_Rows:_
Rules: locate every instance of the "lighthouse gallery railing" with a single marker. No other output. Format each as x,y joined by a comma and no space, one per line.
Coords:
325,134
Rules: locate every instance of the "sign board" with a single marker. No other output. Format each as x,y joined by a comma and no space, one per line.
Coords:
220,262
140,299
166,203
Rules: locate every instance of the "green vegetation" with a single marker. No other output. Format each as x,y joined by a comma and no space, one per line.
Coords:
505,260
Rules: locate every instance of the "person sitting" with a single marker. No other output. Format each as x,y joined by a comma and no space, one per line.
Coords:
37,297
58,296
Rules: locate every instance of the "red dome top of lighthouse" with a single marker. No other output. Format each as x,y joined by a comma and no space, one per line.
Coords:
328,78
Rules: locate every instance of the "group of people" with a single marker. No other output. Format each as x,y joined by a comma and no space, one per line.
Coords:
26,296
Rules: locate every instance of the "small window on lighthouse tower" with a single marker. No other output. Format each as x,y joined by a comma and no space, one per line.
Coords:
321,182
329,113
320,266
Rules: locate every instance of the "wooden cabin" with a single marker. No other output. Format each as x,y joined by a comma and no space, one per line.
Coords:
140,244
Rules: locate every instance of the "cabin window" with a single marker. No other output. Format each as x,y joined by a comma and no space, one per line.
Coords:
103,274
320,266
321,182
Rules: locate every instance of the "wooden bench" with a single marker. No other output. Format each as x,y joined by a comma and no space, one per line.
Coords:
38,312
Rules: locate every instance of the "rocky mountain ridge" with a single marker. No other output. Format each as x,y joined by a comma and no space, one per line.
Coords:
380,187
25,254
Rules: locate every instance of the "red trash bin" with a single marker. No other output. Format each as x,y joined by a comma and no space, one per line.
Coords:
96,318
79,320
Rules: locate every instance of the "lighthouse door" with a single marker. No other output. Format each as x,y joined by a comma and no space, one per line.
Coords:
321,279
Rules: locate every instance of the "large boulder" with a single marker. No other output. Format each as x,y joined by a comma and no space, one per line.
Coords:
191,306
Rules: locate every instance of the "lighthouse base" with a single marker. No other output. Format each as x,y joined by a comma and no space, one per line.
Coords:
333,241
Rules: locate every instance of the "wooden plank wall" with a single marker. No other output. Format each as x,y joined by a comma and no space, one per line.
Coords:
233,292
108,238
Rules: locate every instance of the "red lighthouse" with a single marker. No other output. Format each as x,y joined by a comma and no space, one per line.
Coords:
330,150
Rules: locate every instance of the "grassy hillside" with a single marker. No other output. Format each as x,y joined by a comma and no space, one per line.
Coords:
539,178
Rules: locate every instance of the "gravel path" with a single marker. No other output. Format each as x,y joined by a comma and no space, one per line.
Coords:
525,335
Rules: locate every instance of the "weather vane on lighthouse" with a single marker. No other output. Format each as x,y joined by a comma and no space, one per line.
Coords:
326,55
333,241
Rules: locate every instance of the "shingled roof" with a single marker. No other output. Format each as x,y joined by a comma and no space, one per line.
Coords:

_Written task:_
Type out the whole listing above again, exactly as it stands.

_Answer to the task:_
Rules: locate every instance of the "lighthouse gallery railing" with a single marker. No other output. Format each as x,y joined by a comma and no space, one per line.
Coords:
325,134
Rules: locate every instance of the "sign board" with a single marker. No other output. Format each as x,y joined by a comma and no space, one per line.
Coords:
220,262
140,299
166,203
Rules: locate every instance of the "green vegetation" with a single marker. No other output. Format each as x,y joined by a comma and no space, one per line.
Coords:
505,260
Rules: locate every instance of the "person sitting" with a single marker. No other output. Format each as x,y joined by a comma and no space, one per line.
Coords:
37,297
58,296
Rules: locate every instance of the "red dome top of lighthouse" with a single marker. No other output. Format each as x,y joined by a comma and no space, one per line.
Coords:
328,78
Rules: locate every instance of the "group of people" with a single marker. No other output. Format each as x,y joined by a comma and no space, one per line.
Coords:
26,296
Rules: locate every instance of the "small window on lighthouse tower" with a single marker. No other output. Format each as x,y joined by a comma and no space, one per line.
Coords:
321,182
329,113
320,266
Rules: locate every instance of the "wooden cabin" with a single marker. No other output. Format each as x,y joined by a comma and no space, one per line.
Coords:
140,244
Rules: locate every instance of the "cabin window" with a single marker. No other output. Format each as x,y joined by a comma and no space, one per line.
Coords:
103,274
320,266
321,182
Rules: locate every instance of the "wooden bench" with a single marker. No other output. Format each as x,y joined by a comma and no space, one per line.
Coords:
38,312
Rules: locate every instance of the "rocky mountain ridge" with a single marker. No other output. Format each as x,y joined by a comma and no space, one per line.
Coords:
380,187
25,254
Rules: locate every instance of the "red trash bin" with a single marker. No other output. Format each as x,y joined by a comma and no space, one per line.
Coords:
96,318
79,320
Rules: locate every instance of the "lighthouse door" with a single marker. No other output. Format each as x,y joined by a comma and no space, one per line.
Coords:
321,279
Rules: locate every instance of the "large boulder" with a single marker. No other output. Format each as x,y joined by a comma and no space, one per line.
Coords:
191,306
Rules: locate every instance of the "lighthouse base" with a single marker. No other output. Format each as x,y joined by a comma and no space, one per line.
Coords:
333,241
Rules: locate every instance of the "wooden plank wall" with a single marker. No other output. Format each as x,y joined by a comma and no space, one per line.
Coords:
233,292
108,238
Rules: locate every instance of the "red lighthouse" with a single marker. No other output. Format each as x,y joined by a comma and no space, one per line.
Coords:
330,150
Rules: locate every instance of the "grassy hillside" with a single marker. No other output. Format each as x,y joined by a comma and no space, one per line.
Coords:
539,178
Rules: locate every instance of the "gravel path" with a single marker. No other output. Format each as x,y joined by a comma and no space, one per line.
Coords:
525,335
Rules: locate every instance of the "weather vane on lighthouse" with a single marker. No other output. Format each as x,y joined by a comma and no space, one per line.
Coords:
326,55
333,241
Rules: locate every instance of the "shingled roof" with a single marker. No other output. Format each as x,y joined by a comma and no space, one per line.
Coords:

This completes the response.